WRITTEN REQUEST >>
Write out the data below exactly as given, without any of its pictures.

*** RECORD EXTRACTS

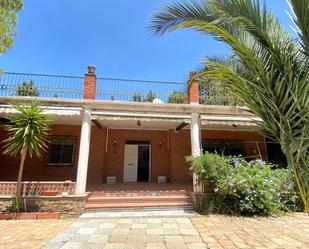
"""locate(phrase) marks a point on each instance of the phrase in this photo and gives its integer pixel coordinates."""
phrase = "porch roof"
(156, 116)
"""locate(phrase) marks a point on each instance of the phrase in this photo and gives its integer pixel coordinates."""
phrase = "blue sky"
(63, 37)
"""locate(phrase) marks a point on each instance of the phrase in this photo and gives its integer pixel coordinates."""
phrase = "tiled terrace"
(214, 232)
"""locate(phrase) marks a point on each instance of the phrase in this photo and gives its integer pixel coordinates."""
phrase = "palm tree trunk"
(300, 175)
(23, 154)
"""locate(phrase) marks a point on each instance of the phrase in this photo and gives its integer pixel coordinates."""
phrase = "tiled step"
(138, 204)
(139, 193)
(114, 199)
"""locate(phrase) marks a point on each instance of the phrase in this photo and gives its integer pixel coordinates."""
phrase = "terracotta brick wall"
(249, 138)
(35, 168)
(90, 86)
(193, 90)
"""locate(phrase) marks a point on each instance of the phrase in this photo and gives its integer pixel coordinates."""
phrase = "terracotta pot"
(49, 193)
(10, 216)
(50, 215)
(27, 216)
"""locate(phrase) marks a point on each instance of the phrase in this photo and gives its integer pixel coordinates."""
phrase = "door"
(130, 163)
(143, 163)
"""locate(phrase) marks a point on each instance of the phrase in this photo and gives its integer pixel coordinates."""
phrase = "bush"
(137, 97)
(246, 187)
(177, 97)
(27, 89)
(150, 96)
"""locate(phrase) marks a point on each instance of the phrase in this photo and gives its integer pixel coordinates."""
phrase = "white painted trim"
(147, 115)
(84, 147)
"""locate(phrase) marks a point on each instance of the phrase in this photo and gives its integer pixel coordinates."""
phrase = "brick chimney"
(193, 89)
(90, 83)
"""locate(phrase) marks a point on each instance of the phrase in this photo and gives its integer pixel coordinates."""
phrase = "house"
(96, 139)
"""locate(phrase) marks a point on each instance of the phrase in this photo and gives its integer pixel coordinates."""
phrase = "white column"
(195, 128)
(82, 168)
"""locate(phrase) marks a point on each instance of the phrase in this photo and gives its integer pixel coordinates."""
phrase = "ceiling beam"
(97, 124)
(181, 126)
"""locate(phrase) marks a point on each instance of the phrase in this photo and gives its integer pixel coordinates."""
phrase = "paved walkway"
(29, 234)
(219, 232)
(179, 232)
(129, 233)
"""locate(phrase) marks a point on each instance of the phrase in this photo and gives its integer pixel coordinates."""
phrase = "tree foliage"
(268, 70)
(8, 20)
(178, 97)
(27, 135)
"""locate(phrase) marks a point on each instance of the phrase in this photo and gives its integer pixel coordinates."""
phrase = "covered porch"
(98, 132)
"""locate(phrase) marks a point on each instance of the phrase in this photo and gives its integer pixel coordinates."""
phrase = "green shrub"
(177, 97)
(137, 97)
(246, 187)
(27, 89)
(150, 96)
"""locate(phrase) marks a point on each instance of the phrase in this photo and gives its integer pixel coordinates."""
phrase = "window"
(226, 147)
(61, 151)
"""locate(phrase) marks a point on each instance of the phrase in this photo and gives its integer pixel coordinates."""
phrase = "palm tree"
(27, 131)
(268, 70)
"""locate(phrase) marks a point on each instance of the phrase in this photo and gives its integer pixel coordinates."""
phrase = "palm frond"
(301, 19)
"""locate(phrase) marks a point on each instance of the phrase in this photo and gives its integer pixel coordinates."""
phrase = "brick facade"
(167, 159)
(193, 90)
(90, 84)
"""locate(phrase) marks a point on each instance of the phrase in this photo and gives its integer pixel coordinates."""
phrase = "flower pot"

******

WRITTEN ANSWER >>
"""locate(phrase) marks a point on each instance of the phrase in this photo and gives its integer pixel coordinates."""
phrase = "porch roof"
(156, 116)
"""locate(phrase) marks a point on each instance of the phrase in this photo and gives its integer pixel coordinates."""
phrase = "blue sky"
(63, 37)
"""locate(phrase) marks a point on each instance of the phrase in this photo and gives its integer pixel coordinates."""
phrase = "tiled terrace"
(214, 232)
"""locate(phrase) marks a point on each instance of the phrase in this photo and gives its integer pixel coordinates."""
phrase = "palm tree trunk"
(300, 175)
(23, 154)
"""locate(phrase) marks a point on each instance of the phrase in this photo and gives its integer pixel coordinates."""
phrase = "tiled step"
(138, 204)
(139, 193)
(114, 199)
"""locate(phrase) marks a point on each instance of the phrase in this photo and gives its integer pixel coordinates."""
phrase = "terracotta brick wall"
(249, 138)
(35, 168)
(90, 86)
(193, 90)
"""locate(phrase) marks a point on each instance of the phrase in this photo and gives its integer pixel coordinates."""
phrase = "terracotta pot"
(49, 193)
(10, 216)
(50, 215)
(27, 216)
"""locate(phrase) marks a point on each instance of the phrase in this photo and gives its integer pixel coordinates."""
phrase = "door"
(130, 163)
(143, 163)
"""locate(phrase) marks a point on each instance of the phrase in this photo and gives its integer pixel coordinates."""
phrase = "bush"
(137, 97)
(246, 187)
(177, 97)
(27, 89)
(150, 96)
"""locate(phrase) marks a point on each instance of the phrase in this photo and gives its integer pixel coordinates."""
phrase = "white painted trim"
(147, 115)
(84, 147)
"""locate(phrase) marks a point on each instance of the phrase in this photo and gives its integer pixel coordinates."""
phrase = "brick chimney"
(193, 89)
(90, 83)
"""locate(phrase) marks a point on each instance of the phrase in this photo and gives its integer pixel coordinates."""
phrase = "house"
(96, 139)
"""locate(phrase) marks a point on each instance of the phrase in this photo and gives its integer pixel coordinates."""
phrase = "white column"
(195, 128)
(82, 168)
"""locate(phrase) marks a point on each instance of the phrase in this photo and gives its integer pixel coordinates."""
phrase = "ceiling beam"
(97, 124)
(181, 126)
"""locate(phrase) marks a point on each instance of the phrase in this photo and gives its integer pixel coordinates."""
phrase = "paved walkway"
(29, 234)
(219, 232)
(179, 232)
(129, 233)
"""locate(phrase) marks a point on each instance of the phrase in this photo and gives its integer pixel coordinates."""
phrase = "tree foliage"
(268, 70)
(8, 20)
(178, 97)
(27, 135)
"""locate(phrase) marks a point on each instance of the phrase in this photo and gives its integer pixel coordinates."""
phrase = "covered porch"
(98, 132)
"""locate(phrase) marks a point on each instance of the phrase in this photo and gives its integer pixel coordinates."""
phrase = "green shrub"
(177, 97)
(137, 97)
(246, 187)
(27, 89)
(150, 96)
"""locate(phrase) marks a point on each instance of the phrase in this photo and gives its integer pixel coordinates."""
phrase = "window"
(226, 147)
(61, 151)
"""locate(phrase) marks a point on each instance of the phrase in this photo and gives its integer pixel coordinates."""
phrase = "palm tree"
(27, 131)
(268, 70)
"""locate(phrase) marks a point on each instance of the phrase in this photo and gives its integer pixel coordinates."""
phrase = "palm frond"
(301, 19)
"""locate(phrase) marks a point on each instance of the phrase in this photo and gives its integer pixel coordinates."""
phrase = "brick facade"
(167, 159)
(193, 90)
(90, 84)
"""locate(phrase) marks a point on each instance of the phrase in this photo and gives its integer pixel coordinates."""
phrase = "flower pot"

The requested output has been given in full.